**TEXTO DEL EJERCICIO:**
■ ■ ■ ■ ■ ■ ■
Este reportaje fue producido por CEJIS–ODPIB, para Revista Nómadas.
Mariana Picanaerai estaba cocinando cuando escuchó gritos que parecían venir de la plaza de la comunidad. “¡Ya vienen los interculturales!”. Salió a mirar, y pudo ver a varios de sus vecinos caminando agachados, empujados por desconocidos. Ella sabía que debía correr hacia el monte para esconderse, pero no quiso hacerlo porque no sabía dónde estaban sus hijos.
La escena sucedió antes de la Navidad de 2021 en Yoquiday (nuestra comunidad) 27 de Mayo, a unos 70 kilómetros del municipio de Pailón en la región de la Chiquitanía. Se trata de la zona del agronegocio y de monocultivo de soya en el departamento de Santa Cruz, y a la vez, territorio ancestral del pueblo ayoreo. Allí vivían cerca de 40 familias ayoreas, que se habían asentado apenas unos meses antes, en mayo.
A más de cuatro años de esos hechos, los adultos de la comunidad identifican a sus agresores como los “interculturales” o “paisanos”, es decir, colonizadores migrantes del occidente, de origen quechua o aymara, que han pasado de la agricultura familiar hacia una pequeña o mediana agricultura capitalista. Este sector disputa hoy el control del agronegocio con sectores empresariales nacionales y extranjeros, con impulso y respaldo del gobierno del Movimiento al Socialismo (MAS), hecho señalado por instituciones de la sociedad civil boliviana como el Centro de Estudios Jurídicos e Investigación Social (CEJIS) y Fundación Tierra.
■ ■ ■ ■ ■ ■ ■
**FILAS EXTRAÍDAS:**
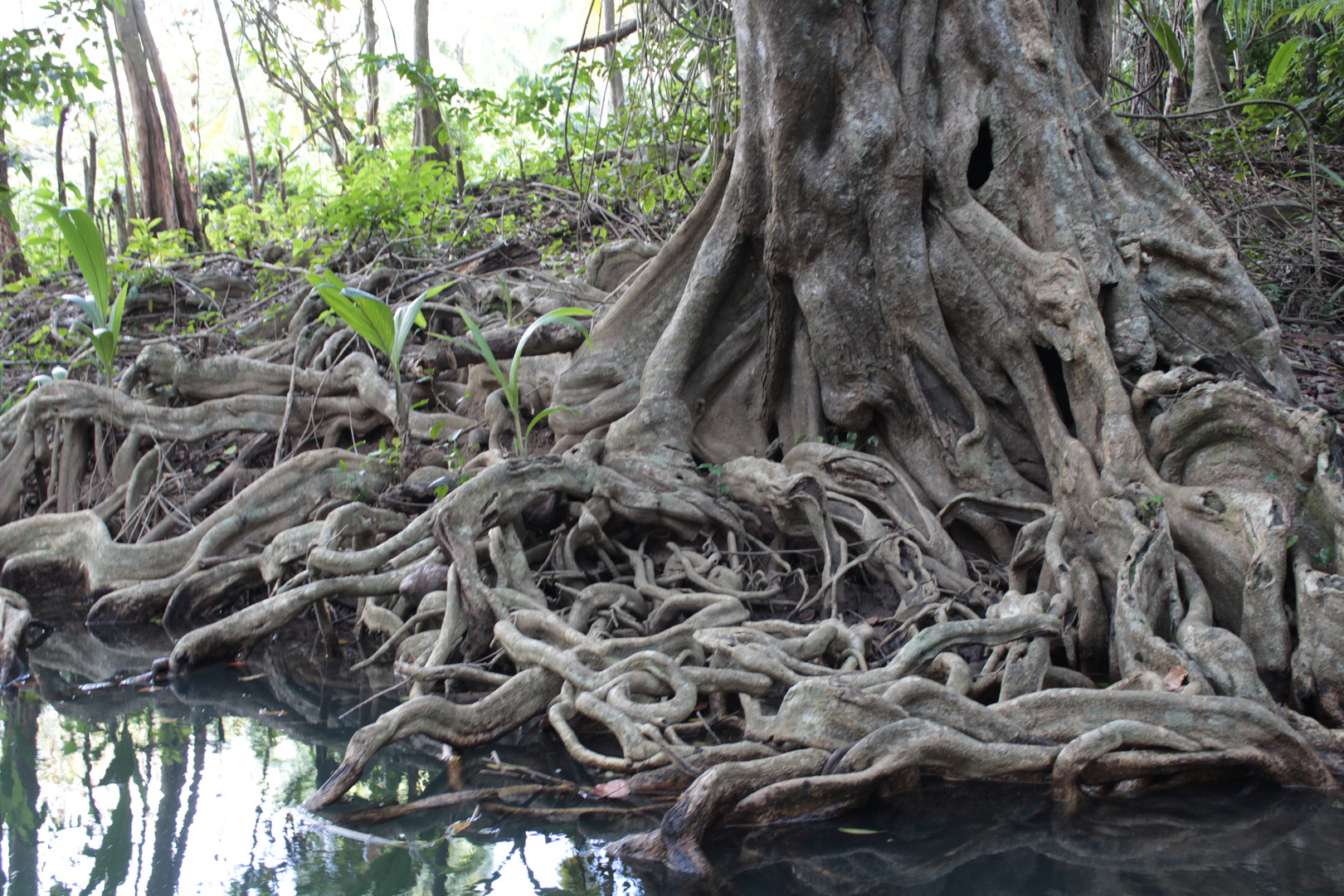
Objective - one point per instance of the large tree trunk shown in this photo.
(164, 183)
(180, 173)
(121, 123)
(932, 232)
(429, 123)
(12, 264)
(375, 139)
(156, 192)
(1210, 77)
■ ■ ■ ■ ■ ■ ■
**APLICA LO LEÍDO:**
1/ Responde a partir del reportaje:
(a) ¿Qué estaba haciendo Mariana Picanaerai cuando escuchó los gritos?
(b) ¿A qué distancia del municipio de Pailón se encuentra la comunidad?
(c) ¿Qué dos instituciones de la sociedad civil boliviana se mencionan?
2/ Reproduce sin cambios el fragmento del reportaje que empieza en “Este reportaje fue” y termina en “antes, en mayo.”.
Las filas no son necesarias para resolver los ejercicios.

**SOLUCIONES PROPUESTAS:**
1/
(a) Estaba cocinando.
(b) A unos 70 kilómetros.
(c) El Centro de Estudios Jurídicos e Investigación Social (CEJIS) y Fundación Tierra.

2/
Este reportaje fue producido por CEJIS–ODPIB, para Revista Nómadas.
Mariana Picanaerai estaba cocinando cuando escuchó gritos que parecían venir de la plaza de la comunidad. “¡Ya vienen los interculturales!”. Salió a mirar, y pudo ver a varios de sus vecinos caminando agachados, empujados por desconocidos. Ella sabía que debía correr hacia el monte para esconderse, pero no quiso hacerlo porque no sabía dónde estaban sus hijos.
La escena sucedió antes de la Navidad de 2021 en Yoquiday (nuestra comunidad) 27 de Mayo, a unos 70 kilómetros del municipio de Pailón en la región de la Chiquitanía. Se trata de la zona del agronegocio y de monocultivo de soya en el departamento de Santa Cruz, y a la vez, territorio ancestral del pueblo ayoreo. Allí vivían cerca de 40 familias ayoreas, que se habían asentado apenas unos meses antes, en mayo.